Passage to read:
NZ Election 2020: World reacts to Jacinda Ardern's 'incredibly diverse' Cabinet

Jacinda Ardern has unveiled her reshuffled Cabinet following Labour's landslide victory in last month's election, and the Prime Minister's "incredibly diverse" lineup was quick to make global headlines.

Ardern's right-hand man and close ally, Finance Minister Grant Robertson, has risen to the rank of Deputy Prime Minister - the first openly gay person to hold the position. 

Meanwhile, Nanaia Mahuta, a wāhine Māori with a moko kauae, was tasked with the coveted portfolio of Minister of Foreign Affairs. She's the first woman in New Zealand's history to land the ministerial position.

Labour's revamped Cabinet also features four other Māori ministers - Deputy Leader of the Labour Party Kelvin Davis, Peeni Henare, Willie Jackson and Kiri Allan - and two out of Cabinet ministers, Meka Whaitiri and Greens' co-leader Marama Davidson. Rino Tirikatene has also been appointed as a parliamentary under-secretary.

Infectious diseases expert Dr Ayesha Verrall, also a member of the LGBT community, was catapulted straight into Cabinet as a first-term list MP with several roles including Associate Minister of Health and Minister for Food Safety.

LGBT Labour MP Kiri Allan has been appointed Conservation Minister, replacing Green MP Eugenie Sage.

Problems to solve:
1. In the article on Ardern's new Cabinet, begin at the words "Meanwhile, Nanaia Mahuta, a" and stop after "a parliamentary under-secretary.". Write that part out again, swapping "Foreign Affairs" for "Trade".
2. Name every person the article on Ardern's new Cabinet describes as gay or as part of the LGBT community.

Data shown:
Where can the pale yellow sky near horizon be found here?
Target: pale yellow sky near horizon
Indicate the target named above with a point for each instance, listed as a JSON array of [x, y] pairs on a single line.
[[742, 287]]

Results of the exercise:
1.
Meanwhile, Nanaia Mahuta, a wāhine Māori with a moko kauae, was tasked with the coveted portfolio of Minister of Trade. She's the first woman in New Zealand's history to land the ministerial position.

Labour's revamped Cabinet also features four other Māori ministers - Deputy Leader of the Labour Party Kelvin Davis, Peeni Henare, Willie Jackson and Kiri Allan - and two out of Cabinet ministers, Meka Whaitiri and Greens' co-leader Marama Davidson. Rino Tirikatene has also been appointed as a parliamentary under-secretary.

2. Grant Robertson, Dr Ayesha Verrall, Kiri Allan